==== Records for processing
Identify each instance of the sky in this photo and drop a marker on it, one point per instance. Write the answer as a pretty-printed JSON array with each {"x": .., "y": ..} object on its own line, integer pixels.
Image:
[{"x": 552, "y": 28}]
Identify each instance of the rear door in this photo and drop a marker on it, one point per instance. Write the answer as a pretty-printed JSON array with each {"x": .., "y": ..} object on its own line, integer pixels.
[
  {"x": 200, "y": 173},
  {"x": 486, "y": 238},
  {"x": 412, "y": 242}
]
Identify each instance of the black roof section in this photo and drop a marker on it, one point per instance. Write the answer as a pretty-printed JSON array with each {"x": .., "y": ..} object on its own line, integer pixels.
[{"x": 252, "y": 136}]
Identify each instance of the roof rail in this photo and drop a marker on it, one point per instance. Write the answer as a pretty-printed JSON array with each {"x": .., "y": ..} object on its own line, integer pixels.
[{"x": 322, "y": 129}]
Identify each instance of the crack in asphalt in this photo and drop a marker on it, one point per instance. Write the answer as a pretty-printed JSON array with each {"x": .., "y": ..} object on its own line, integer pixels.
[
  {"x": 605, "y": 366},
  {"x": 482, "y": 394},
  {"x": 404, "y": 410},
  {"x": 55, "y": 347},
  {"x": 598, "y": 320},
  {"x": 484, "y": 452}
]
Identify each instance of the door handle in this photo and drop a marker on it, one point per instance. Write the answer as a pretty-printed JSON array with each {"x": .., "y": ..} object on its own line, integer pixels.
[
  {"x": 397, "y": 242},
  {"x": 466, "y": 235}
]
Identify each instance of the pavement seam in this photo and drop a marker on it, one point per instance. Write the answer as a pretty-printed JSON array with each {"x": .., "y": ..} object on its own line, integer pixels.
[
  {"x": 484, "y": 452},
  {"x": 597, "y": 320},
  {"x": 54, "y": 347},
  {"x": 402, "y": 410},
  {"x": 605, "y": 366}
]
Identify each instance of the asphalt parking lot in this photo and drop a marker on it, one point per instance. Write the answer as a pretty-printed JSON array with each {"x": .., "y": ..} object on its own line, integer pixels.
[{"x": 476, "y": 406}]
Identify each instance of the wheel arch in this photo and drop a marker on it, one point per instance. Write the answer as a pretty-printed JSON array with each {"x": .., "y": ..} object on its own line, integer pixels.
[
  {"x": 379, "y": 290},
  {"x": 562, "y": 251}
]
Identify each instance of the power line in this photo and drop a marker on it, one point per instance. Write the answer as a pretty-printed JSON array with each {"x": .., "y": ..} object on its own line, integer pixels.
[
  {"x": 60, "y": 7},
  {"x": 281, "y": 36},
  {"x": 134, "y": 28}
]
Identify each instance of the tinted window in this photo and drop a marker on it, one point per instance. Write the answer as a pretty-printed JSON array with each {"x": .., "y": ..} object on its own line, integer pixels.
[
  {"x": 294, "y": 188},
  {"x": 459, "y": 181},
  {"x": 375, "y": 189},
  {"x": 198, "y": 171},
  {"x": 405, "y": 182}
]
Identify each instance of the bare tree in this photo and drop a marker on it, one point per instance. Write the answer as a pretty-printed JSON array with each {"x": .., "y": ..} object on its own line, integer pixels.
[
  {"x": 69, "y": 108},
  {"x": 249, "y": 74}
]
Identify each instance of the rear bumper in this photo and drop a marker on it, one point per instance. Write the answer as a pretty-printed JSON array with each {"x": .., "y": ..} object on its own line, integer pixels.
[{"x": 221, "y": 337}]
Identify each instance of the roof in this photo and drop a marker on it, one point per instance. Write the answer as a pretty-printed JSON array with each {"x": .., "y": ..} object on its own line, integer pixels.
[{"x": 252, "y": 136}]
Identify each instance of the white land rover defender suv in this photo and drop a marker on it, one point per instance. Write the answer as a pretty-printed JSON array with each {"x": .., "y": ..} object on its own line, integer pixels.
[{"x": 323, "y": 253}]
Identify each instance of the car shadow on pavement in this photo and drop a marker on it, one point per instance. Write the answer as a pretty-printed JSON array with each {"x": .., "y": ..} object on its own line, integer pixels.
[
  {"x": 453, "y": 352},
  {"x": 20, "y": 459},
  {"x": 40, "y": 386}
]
========
*Short task*
Please quote exactly the lines from the one containing "Identify each instance of the bare" through the last line of the records above, both included, and nothing else.

*Solution to this problem*
Identify each instance of the bare tree in this photo and drop a marker on it, one point per instance. Write the answer as a pretty-printed JSON array with each {"x": .., "y": ..} object on its own line, integer pixels.
[
  {"x": 69, "y": 108},
  {"x": 249, "y": 74}
]
Identify each instance of the rear bumper in this photo and drop a marker on it, one point per instance. Write the answer as a pretty-printed JSON array with each {"x": .., "y": ..} object on its own line, integer pixels.
[{"x": 221, "y": 337}]
Identify each instance of the roof in this photo and drop a marker on it, one point per instance. Write the answer as a pretty-printed JSON array with each {"x": .., "y": ..} object on its own line, integer pixels.
[{"x": 252, "y": 136}]
Identify each instance of the white land rover defender suv in this photo and drop a marker on it, one point per instance. Write the answer as a pretty-printed JSON array with each {"x": .., "y": ..} object on its own line, integer pixels.
[{"x": 323, "y": 253}]
Identify each instance of the car shadow on pavement in this photo and drop a marker on it, one point per instance. Write the answer as a pretty-printed JSON array with each {"x": .., "y": ..} object on its own line, integer pixels.
[
  {"x": 453, "y": 352},
  {"x": 20, "y": 459},
  {"x": 40, "y": 386}
]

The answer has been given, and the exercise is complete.